Saved entries:
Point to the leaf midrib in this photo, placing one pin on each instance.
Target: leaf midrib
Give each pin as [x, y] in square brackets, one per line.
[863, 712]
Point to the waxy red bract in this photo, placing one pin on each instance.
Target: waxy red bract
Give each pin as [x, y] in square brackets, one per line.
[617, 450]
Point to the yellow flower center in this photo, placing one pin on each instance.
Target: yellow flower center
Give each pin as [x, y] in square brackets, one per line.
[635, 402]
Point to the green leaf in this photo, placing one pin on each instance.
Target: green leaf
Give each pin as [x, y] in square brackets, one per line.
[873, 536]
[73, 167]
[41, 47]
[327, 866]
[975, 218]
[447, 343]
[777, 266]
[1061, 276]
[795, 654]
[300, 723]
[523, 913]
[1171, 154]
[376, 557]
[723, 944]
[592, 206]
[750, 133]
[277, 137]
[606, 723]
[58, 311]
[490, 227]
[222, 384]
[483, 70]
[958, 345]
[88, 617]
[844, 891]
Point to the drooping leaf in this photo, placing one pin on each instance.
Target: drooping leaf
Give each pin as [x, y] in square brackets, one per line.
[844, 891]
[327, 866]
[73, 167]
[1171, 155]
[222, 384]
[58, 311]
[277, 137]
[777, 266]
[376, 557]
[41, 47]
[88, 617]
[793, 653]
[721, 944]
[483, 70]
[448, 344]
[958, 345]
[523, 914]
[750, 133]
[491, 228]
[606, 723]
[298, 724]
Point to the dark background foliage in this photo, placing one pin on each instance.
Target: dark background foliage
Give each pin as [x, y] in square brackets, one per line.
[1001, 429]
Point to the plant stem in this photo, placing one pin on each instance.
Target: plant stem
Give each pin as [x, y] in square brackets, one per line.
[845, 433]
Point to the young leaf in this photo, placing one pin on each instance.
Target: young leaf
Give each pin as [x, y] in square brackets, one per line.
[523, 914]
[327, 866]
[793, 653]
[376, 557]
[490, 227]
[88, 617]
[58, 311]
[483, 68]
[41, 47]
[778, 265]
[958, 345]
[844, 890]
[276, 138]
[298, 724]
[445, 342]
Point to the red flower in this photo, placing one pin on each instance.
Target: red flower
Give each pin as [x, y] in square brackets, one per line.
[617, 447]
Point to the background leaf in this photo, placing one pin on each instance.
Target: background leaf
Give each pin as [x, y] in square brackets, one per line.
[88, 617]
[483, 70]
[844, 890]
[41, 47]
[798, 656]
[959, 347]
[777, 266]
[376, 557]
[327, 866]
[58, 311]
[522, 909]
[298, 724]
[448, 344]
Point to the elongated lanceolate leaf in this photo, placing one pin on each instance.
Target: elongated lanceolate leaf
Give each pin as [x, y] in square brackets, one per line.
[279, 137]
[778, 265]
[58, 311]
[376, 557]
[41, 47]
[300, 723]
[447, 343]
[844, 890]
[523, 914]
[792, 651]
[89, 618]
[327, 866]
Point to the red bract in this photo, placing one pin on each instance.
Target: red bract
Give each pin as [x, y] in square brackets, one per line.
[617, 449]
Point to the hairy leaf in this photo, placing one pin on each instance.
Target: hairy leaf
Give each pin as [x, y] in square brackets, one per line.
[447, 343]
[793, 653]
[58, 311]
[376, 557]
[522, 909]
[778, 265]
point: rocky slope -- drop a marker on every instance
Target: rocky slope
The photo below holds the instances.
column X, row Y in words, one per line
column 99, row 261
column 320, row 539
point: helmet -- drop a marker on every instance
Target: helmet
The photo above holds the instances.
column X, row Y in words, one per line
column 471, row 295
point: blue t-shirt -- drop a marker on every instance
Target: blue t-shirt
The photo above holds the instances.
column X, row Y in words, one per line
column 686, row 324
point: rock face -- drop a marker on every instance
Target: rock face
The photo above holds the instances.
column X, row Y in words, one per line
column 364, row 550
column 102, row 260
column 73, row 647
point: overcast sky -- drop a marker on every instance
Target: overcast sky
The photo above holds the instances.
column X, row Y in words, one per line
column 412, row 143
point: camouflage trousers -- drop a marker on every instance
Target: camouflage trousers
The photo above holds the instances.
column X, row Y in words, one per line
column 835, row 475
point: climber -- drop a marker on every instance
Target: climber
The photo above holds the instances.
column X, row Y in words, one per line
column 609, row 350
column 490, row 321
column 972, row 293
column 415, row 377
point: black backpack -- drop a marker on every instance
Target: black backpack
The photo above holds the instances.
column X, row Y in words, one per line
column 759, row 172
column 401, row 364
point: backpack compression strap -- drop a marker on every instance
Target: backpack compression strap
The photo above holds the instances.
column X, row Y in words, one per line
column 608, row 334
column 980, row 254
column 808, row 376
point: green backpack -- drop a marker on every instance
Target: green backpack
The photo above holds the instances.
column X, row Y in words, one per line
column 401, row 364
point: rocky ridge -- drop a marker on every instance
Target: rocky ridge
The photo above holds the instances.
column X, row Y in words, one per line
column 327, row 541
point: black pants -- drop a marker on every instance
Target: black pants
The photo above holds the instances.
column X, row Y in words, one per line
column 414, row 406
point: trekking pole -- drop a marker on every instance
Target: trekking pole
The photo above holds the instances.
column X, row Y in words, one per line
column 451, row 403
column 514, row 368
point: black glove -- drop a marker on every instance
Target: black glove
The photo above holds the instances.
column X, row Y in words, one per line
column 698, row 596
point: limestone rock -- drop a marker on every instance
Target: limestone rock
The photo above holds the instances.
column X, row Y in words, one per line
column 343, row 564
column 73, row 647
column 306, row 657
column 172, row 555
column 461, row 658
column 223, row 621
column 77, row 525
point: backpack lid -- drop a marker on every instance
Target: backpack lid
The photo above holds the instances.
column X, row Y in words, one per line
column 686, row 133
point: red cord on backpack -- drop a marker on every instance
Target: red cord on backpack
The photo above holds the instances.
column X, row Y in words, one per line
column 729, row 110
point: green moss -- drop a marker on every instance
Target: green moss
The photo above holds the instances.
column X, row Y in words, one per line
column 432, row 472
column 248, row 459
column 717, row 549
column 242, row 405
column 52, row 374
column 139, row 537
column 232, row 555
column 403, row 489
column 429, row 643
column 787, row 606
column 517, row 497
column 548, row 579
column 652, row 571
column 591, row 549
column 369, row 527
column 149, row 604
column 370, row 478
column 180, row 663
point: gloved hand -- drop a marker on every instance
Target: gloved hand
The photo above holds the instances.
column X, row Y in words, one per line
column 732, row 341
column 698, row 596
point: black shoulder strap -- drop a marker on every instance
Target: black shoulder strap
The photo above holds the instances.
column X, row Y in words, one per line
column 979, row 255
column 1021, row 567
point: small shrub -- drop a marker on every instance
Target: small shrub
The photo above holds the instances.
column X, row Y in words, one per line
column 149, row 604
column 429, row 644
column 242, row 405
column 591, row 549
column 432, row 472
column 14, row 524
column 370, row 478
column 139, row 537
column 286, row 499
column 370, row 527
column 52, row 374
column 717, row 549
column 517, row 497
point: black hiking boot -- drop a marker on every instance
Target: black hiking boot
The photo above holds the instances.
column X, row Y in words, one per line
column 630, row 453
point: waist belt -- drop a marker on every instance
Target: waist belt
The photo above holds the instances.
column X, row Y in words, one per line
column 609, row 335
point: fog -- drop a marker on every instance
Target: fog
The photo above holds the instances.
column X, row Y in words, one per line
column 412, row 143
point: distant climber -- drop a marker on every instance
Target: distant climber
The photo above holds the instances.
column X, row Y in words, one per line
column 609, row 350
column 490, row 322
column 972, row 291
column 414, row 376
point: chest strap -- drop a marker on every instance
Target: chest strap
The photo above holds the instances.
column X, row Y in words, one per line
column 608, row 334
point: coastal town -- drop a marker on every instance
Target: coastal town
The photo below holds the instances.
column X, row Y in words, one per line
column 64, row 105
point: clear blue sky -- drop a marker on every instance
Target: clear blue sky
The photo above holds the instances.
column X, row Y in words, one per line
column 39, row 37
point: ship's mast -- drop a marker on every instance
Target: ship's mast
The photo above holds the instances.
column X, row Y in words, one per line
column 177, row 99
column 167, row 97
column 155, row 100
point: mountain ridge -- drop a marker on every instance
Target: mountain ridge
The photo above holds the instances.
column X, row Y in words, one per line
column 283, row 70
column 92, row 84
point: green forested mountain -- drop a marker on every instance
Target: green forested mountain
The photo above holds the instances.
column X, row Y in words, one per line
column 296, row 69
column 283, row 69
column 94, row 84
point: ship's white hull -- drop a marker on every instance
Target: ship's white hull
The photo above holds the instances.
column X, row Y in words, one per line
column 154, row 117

Exercise requirements -
Count the lines of the data that hold the string "drooping". The answer should be that number alone.

Reply -
2